== Exercise details ==
Arrange everything in the records from the line containing "Objective — for every instance of the calm" down to the line containing "[[65, 236], [298, 234]]", both included, as a JSON list of strings with one string per line and blank lines left out.

== Source records ==
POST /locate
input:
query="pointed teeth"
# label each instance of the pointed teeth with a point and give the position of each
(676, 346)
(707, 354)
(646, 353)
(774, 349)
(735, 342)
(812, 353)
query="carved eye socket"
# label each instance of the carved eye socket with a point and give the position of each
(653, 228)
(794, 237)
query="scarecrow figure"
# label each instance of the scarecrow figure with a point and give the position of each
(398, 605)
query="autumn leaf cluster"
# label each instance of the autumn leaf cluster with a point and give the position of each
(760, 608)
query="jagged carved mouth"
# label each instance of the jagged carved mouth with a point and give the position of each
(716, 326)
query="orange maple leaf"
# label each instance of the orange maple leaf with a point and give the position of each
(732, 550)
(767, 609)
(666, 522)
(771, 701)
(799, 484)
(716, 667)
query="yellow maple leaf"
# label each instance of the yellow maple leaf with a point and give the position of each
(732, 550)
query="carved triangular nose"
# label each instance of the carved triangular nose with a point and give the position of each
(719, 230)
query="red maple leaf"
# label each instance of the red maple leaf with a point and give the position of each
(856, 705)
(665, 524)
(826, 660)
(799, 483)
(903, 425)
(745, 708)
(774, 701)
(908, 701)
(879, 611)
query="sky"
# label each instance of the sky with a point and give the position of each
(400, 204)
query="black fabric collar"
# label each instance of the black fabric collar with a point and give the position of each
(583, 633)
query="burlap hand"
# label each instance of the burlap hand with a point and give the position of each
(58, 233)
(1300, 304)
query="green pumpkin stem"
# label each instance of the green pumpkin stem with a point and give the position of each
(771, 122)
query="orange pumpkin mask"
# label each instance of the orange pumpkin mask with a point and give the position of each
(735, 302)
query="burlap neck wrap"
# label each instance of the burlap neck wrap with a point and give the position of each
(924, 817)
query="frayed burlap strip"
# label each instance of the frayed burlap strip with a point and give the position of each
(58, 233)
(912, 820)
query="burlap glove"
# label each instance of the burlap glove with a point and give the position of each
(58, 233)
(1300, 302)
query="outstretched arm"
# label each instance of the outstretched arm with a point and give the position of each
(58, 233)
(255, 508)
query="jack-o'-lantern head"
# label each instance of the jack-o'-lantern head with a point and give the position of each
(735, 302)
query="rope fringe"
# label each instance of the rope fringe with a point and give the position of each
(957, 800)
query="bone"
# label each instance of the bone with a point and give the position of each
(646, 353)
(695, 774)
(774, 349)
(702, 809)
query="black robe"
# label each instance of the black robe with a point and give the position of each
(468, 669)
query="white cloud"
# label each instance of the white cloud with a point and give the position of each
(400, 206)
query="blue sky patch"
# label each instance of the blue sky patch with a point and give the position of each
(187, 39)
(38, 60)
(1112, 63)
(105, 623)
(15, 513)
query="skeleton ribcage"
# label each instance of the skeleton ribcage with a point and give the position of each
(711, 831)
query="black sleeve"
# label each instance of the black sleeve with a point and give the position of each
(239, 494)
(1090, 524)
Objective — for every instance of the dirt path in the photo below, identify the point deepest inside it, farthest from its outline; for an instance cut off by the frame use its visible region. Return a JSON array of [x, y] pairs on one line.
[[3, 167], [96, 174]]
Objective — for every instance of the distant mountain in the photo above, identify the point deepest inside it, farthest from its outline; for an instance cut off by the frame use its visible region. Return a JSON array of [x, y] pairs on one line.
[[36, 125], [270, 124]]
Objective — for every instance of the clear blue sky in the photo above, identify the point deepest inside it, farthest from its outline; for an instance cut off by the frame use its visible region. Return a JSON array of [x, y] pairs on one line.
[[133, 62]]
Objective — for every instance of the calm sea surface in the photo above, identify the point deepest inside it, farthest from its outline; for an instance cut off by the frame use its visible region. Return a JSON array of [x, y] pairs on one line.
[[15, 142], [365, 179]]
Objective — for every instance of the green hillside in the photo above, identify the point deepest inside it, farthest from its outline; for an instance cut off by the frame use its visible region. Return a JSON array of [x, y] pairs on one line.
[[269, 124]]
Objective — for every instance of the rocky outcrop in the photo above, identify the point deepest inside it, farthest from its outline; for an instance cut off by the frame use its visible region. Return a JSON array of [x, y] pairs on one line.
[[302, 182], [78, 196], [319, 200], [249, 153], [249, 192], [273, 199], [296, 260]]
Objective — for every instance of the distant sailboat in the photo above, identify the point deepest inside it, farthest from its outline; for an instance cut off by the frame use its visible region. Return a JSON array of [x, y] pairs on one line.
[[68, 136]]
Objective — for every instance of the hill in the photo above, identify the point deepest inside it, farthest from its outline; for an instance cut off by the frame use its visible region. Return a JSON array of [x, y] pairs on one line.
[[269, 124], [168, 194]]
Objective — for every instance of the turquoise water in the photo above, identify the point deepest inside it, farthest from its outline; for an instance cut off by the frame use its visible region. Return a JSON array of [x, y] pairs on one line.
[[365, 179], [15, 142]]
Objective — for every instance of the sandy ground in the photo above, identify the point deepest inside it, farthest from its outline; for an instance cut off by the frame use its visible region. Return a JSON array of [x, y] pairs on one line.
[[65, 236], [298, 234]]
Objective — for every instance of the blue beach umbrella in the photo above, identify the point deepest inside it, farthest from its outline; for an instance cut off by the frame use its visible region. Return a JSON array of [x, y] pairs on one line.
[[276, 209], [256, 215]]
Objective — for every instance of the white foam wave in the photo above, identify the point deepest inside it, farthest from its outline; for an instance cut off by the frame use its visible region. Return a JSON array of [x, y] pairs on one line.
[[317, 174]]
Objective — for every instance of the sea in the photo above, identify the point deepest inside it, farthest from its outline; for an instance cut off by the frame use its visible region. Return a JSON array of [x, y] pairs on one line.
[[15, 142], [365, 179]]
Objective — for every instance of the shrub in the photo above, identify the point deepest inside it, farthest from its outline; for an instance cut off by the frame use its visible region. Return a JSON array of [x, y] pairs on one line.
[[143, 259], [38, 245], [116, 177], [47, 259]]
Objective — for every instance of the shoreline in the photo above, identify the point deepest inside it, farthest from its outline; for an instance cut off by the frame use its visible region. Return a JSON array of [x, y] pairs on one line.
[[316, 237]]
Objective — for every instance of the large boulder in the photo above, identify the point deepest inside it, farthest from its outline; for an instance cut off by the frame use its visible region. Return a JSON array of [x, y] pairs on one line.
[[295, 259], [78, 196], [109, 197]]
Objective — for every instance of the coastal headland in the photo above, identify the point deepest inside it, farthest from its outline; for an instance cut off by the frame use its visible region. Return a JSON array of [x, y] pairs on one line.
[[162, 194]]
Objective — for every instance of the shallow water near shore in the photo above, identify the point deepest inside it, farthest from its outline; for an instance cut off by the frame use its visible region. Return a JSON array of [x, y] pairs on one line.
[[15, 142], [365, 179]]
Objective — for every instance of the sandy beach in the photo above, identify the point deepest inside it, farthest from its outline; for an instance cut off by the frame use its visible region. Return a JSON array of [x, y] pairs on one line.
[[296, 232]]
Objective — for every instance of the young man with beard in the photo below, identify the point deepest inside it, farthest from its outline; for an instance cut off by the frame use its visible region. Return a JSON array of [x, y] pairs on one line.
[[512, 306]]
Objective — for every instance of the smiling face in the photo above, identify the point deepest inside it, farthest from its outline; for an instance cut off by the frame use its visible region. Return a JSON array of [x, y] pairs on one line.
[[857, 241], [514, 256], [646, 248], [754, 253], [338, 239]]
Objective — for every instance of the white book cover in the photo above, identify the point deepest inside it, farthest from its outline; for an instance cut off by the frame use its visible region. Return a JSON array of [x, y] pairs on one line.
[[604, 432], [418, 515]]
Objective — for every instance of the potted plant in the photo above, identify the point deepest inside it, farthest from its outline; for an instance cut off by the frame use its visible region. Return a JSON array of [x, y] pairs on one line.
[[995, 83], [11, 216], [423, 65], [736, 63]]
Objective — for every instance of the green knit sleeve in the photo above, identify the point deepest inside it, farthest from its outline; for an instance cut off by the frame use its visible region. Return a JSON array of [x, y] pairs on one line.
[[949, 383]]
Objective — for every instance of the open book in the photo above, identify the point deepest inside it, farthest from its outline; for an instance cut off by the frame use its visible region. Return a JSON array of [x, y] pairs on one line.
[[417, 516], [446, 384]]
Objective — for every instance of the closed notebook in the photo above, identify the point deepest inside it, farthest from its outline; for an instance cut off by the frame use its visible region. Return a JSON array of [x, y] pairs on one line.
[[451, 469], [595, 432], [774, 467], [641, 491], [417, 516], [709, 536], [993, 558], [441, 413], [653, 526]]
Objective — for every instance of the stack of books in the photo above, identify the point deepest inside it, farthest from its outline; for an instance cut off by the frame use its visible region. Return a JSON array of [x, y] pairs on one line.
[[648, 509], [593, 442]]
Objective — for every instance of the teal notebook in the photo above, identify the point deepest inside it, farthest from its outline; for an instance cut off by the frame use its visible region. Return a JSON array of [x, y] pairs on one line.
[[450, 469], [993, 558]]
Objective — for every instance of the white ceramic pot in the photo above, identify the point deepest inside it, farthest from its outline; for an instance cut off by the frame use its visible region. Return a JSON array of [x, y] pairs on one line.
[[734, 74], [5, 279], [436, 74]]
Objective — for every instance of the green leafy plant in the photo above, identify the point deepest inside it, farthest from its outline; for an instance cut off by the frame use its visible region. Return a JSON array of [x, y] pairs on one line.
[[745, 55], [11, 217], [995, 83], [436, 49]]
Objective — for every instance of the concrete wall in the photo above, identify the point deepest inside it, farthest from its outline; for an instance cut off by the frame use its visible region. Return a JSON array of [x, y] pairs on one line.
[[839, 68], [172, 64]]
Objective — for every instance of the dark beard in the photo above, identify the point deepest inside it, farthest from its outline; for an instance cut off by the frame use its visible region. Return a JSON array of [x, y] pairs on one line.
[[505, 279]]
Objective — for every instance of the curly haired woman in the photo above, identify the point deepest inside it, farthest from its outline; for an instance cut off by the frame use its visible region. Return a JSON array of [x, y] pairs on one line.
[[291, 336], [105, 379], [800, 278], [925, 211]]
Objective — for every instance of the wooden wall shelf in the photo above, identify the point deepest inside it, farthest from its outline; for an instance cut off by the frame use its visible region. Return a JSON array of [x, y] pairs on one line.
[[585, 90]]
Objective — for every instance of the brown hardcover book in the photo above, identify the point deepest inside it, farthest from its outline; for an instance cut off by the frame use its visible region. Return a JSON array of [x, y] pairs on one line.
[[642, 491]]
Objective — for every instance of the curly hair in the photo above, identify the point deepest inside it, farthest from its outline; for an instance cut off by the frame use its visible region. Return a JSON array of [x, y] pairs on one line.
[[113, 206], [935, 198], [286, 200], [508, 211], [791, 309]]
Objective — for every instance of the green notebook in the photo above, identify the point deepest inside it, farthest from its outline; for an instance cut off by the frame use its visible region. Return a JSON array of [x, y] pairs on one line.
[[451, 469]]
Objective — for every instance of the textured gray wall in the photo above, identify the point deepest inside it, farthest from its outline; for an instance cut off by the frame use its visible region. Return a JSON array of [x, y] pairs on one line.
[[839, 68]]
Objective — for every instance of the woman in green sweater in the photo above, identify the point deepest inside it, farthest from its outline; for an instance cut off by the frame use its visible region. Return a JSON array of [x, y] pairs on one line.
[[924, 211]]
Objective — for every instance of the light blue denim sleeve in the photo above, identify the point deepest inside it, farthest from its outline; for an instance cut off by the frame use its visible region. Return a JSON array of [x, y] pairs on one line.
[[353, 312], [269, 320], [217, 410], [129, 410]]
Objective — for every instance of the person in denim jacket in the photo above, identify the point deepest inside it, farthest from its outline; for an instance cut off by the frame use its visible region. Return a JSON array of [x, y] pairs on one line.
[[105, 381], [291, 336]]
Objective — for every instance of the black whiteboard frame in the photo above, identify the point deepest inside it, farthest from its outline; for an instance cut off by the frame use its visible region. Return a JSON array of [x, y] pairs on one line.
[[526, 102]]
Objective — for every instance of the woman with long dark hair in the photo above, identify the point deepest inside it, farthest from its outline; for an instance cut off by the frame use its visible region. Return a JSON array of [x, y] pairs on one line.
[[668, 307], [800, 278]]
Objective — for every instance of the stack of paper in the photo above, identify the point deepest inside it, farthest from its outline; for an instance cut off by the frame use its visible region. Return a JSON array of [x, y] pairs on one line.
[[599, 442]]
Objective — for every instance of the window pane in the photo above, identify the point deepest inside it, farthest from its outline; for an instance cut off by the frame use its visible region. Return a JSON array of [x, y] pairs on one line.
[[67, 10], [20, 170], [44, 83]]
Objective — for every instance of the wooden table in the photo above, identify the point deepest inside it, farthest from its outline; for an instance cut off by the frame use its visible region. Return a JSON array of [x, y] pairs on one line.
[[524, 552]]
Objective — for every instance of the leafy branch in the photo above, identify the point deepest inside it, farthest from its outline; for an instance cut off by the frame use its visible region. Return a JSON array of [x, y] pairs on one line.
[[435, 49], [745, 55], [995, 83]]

== The completed task ==
[
  "Objective — for every instance of the calm sea surface in the photo above, identify the point deepest inside it, farthest from its outline; for an instance cut off by the frame use its visible region. Return a JSON array of [x, y] pairs on one line.",
  "[[15, 142], [365, 179]]",
  "Objective — for every instance of the green hillside in the photo above, identify the point deepest inside it, farthest from its outline; for an instance cut off by the frame use its visible region. Return a JSON array of [x, y] pairs on one line.",
  "[[269, 124]]",
  "Objective — for every instance of the rocky outcrop in the photo above, identify the point deepest inside it, farthest from its outline; for an instance cut off by the frame use its visible region. Return a JSON array of [x, y] pairs on one line.",
  "[[302, 182], [78, 196], [319, 200], [249, 153], [249, 192], [273, 199], [296, 260]]",
  "Objective — for every instance of the distant sailboat in the photo above, identify the point deepest inside it, farthest from its outline; for an instance cut off by the frame use its visible region. Return a JSON array of [x, y] pairs on one line.",
  "[[68, 136]]",
  "Objective — for every instance of the hill in the photo above, identify the point deepest inside it, farthest from its outline; for an instance cut off by the frame use its visible region. Return a JSON array of [x, y] pairs on one line.",
  "[[269, 124], [168, 194]]",
  "Objective — for every instance of the turquoise water in the photo above, identify the point deepest inside it, farthest from its outline; for an instance cut off by the frame use its visible region. Return a JSON array of [x, y] pairs on one line.",
  "[[365, 179], [15, 142]]",
  "Objective — for every instance of the sandy ground in the photo above, identify the point deepest inside it, farthest from its outline; for an instance cut off by the frame use its visible region. Return a JSON array of [x, y] pairs on one line.",
  "[[65, 236], [298, 234]]"
]